-------- Data for this task
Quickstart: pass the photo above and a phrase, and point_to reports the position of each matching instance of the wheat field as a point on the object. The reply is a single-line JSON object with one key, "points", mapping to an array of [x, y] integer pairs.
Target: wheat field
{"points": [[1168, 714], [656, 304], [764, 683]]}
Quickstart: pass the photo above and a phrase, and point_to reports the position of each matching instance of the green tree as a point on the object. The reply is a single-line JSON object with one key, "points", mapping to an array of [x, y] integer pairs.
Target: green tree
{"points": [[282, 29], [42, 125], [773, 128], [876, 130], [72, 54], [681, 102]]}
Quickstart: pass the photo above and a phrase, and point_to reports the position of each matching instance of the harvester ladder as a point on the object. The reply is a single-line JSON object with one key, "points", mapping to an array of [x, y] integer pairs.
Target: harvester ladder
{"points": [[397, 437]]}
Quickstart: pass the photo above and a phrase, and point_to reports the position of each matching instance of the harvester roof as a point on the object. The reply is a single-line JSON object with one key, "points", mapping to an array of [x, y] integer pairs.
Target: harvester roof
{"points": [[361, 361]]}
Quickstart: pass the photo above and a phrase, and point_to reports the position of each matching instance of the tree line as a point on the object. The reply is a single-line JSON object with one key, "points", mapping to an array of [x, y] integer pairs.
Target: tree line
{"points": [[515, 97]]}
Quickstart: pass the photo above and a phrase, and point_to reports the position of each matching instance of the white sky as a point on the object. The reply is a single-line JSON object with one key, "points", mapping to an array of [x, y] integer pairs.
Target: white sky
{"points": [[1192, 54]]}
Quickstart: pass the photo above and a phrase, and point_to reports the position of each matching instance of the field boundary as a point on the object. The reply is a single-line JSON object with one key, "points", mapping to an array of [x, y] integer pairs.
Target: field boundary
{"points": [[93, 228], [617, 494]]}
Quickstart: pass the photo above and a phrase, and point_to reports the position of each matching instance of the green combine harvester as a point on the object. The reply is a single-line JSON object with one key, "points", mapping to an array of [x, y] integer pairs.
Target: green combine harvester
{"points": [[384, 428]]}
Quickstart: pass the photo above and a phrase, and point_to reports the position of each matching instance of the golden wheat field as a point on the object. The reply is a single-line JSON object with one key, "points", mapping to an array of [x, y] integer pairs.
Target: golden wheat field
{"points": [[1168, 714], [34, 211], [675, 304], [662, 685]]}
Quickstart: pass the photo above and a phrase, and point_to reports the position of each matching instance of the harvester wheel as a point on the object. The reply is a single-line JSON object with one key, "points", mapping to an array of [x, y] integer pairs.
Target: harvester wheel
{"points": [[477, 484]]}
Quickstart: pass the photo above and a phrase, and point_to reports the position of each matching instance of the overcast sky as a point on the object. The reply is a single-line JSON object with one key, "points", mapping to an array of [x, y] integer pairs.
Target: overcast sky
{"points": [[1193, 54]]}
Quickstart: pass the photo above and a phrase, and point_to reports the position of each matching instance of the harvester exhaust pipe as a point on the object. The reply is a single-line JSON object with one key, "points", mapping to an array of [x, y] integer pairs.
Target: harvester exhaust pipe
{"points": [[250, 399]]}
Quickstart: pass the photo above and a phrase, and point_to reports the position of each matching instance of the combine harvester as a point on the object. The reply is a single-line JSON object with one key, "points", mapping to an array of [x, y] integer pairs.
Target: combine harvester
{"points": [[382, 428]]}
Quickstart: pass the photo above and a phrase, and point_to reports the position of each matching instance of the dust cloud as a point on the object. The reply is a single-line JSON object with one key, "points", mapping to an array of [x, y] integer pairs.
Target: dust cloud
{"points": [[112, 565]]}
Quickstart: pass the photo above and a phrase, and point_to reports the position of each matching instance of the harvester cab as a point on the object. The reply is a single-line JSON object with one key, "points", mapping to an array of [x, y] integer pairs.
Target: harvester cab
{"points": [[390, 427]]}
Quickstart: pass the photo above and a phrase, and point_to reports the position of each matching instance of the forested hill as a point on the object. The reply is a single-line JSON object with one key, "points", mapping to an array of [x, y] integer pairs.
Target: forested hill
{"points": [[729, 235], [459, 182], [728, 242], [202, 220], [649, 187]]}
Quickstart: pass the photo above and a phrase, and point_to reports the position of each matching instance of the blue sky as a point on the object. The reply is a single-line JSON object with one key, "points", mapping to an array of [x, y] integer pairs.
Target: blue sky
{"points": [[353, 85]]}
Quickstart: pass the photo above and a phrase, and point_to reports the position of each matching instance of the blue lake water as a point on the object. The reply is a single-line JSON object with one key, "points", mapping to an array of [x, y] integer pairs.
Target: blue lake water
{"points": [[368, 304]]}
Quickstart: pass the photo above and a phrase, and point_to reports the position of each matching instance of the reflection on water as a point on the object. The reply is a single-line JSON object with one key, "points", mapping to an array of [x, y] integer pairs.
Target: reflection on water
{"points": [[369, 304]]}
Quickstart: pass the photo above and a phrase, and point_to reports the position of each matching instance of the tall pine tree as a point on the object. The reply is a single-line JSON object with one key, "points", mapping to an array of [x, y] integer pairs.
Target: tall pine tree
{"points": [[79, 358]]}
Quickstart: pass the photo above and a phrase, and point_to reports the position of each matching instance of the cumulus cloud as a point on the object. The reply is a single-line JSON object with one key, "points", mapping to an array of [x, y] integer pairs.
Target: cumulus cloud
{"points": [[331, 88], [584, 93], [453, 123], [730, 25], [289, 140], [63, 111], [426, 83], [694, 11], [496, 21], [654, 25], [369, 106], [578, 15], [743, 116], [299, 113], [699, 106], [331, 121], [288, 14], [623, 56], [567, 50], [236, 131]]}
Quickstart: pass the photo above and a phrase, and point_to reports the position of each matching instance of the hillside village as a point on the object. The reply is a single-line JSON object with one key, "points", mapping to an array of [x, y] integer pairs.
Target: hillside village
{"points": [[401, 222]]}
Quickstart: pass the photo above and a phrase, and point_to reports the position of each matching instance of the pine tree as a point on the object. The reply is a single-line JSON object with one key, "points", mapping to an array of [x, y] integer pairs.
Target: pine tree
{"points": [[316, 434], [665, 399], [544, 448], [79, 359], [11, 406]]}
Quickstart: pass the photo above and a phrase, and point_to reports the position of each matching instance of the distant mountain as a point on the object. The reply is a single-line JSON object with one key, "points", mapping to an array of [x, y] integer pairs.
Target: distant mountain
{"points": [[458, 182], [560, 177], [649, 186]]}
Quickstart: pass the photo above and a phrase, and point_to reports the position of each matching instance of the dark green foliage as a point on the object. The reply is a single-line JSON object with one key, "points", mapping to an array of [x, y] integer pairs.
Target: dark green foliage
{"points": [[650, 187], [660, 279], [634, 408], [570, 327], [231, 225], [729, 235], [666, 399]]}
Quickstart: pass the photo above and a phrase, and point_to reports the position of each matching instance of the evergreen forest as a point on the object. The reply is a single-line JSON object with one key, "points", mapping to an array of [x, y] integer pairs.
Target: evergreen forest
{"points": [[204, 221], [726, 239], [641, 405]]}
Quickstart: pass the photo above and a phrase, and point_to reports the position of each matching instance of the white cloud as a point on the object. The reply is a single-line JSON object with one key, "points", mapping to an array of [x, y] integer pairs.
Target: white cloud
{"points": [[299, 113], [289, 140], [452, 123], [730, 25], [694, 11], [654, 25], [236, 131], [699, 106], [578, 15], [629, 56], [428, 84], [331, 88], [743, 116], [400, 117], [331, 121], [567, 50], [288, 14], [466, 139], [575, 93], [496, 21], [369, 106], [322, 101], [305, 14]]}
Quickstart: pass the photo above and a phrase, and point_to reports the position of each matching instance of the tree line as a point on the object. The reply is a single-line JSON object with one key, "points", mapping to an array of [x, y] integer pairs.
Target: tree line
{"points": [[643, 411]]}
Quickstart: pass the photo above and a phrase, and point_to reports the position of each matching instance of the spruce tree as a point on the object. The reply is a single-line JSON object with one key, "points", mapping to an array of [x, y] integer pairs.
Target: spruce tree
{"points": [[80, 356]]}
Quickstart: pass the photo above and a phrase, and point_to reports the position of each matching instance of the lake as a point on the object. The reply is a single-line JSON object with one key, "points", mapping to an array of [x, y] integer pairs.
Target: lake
----------------
Exercise requirements ▸ Only the lines from the one containing "of the spruce" through the end of the material should be reproduced, exactly, with both ends included.

Finished exercise ▸
Quickstart: pass the photo above and a phrase, and point_to reports the position of each matching instance of the spruce tree as a point on the object. The reply is a single-line JSON object with one key, "points", mapping to an array of [x, y] integer pairs.
Target: spruce tree
{"points": [[80, 356]]}
Quickstart: pass the photo above and a phrase, and point_to reports the position of each matching instance of the lake as a point on the object. The reply is a single-line JSON object with one key, "points", mapping to an array of [x, y] integer pairs.
Target: lake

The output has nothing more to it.